▶ [Exercise brief]:
Update the part of the data that opens with the line containing "Could you please spot the flower center" and closes with the line containing "Could you please spot the white water" by replacing "coordinates" with "positions" and leaving everything else unchanged. Return only those lines.

▶ [Entries shown]:

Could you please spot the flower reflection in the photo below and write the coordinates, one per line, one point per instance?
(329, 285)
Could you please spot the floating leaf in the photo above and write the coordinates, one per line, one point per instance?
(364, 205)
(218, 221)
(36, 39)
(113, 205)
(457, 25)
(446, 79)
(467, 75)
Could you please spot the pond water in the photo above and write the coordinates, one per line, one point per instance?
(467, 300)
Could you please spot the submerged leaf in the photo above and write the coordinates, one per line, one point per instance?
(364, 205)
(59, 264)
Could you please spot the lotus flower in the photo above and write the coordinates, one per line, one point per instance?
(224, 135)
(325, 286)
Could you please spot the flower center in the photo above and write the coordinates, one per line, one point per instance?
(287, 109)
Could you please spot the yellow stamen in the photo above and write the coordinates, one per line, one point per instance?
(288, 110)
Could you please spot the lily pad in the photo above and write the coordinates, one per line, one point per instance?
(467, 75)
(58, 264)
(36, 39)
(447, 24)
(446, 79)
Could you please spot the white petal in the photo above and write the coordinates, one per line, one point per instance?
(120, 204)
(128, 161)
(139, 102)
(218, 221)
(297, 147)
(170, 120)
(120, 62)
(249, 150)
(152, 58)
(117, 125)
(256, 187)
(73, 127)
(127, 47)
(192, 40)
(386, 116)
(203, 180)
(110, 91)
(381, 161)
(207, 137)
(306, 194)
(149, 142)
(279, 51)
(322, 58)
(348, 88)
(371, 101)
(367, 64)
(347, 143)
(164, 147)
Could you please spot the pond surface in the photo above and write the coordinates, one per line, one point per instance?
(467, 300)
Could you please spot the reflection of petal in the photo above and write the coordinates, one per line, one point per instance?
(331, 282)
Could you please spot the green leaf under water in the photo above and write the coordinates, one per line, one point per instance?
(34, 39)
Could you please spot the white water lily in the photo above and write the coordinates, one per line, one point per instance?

==

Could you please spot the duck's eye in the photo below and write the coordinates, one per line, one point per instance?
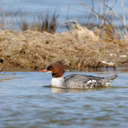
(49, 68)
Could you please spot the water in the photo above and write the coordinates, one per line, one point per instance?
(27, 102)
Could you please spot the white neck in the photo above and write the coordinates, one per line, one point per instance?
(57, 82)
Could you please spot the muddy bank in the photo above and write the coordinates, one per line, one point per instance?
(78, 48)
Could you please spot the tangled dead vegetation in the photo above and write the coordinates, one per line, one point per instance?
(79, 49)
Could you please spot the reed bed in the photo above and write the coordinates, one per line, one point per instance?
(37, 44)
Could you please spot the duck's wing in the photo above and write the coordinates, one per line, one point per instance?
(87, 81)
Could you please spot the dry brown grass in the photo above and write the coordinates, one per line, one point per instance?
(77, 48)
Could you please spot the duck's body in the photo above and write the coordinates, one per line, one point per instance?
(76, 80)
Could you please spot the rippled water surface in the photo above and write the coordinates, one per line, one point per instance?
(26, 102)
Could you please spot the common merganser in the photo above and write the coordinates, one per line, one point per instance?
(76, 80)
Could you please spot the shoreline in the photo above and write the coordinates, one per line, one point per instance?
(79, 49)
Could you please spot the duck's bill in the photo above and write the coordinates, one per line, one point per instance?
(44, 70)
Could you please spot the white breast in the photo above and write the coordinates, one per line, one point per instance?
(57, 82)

--

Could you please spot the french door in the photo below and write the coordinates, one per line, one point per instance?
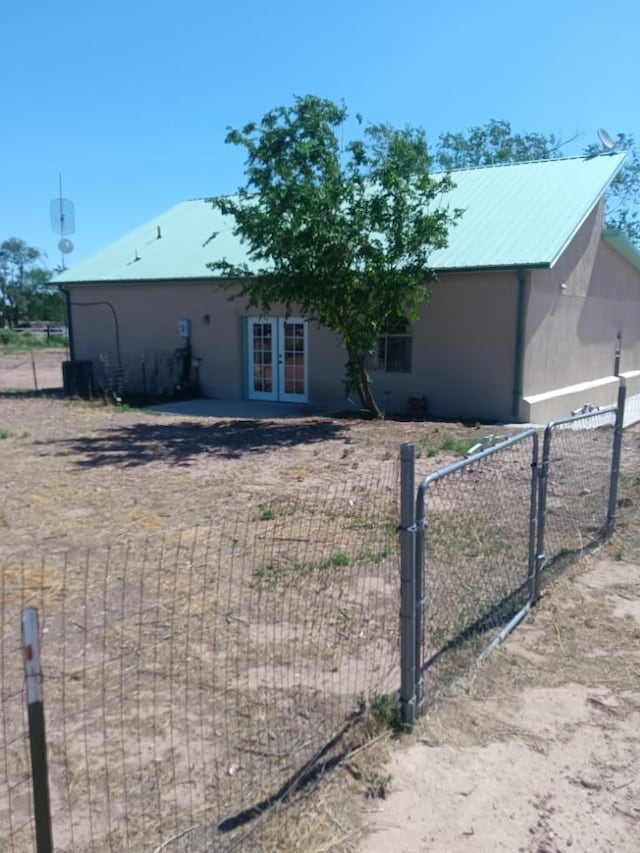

▶ [The reply]:
Could you please spot the flower center in the photo above and write the positions, one per line, one point per instance?
(287, 109)
Could you please spot the yellow stamen in the photo above and write the positions, one per line, one point per instance?
(288, 110)
Could you please spot the lily pad in the photo above and write the positions, one per line, one point per instance?
(467, 75)
(58, 264)
(36, 39)
(447, 24)
(446, 79)
Could you please spot the white petal in the photo above and write the positions, one per line, one point per instance?
(120, 204)
(128, 161)
(139, 102)
(218, 221)
(297, 147)
(170, 120)
(120, 62)
(249, 150)
(152, 58)
(117, 125)
(256, 187)
(73, 127)
(127, 47)
(192, 40)
(386, 116)
(203, 180)
(110, 91)
(381, 161)
(207, 137)
(306, 194)
(149, 142)
(279, 51)
(322, 58)
(348, 88)
(371, 101)
(367, 64)
(347, 143)
(164, 147)
Could you please spot the pond surface in the photo above and write the positions, one per line, one point per instance?
(467, 300)
Could you please spot the reflection of petal in the photo above and write the positions, one per line, one point per instance?
(331, 282)
Could you please spot the green leaf under water in the photo above and write the positions, one per line, one point per instance?
(34, 39)
Could you please spot the white water lily in the photo above and write the positions, one per line, one point per instance?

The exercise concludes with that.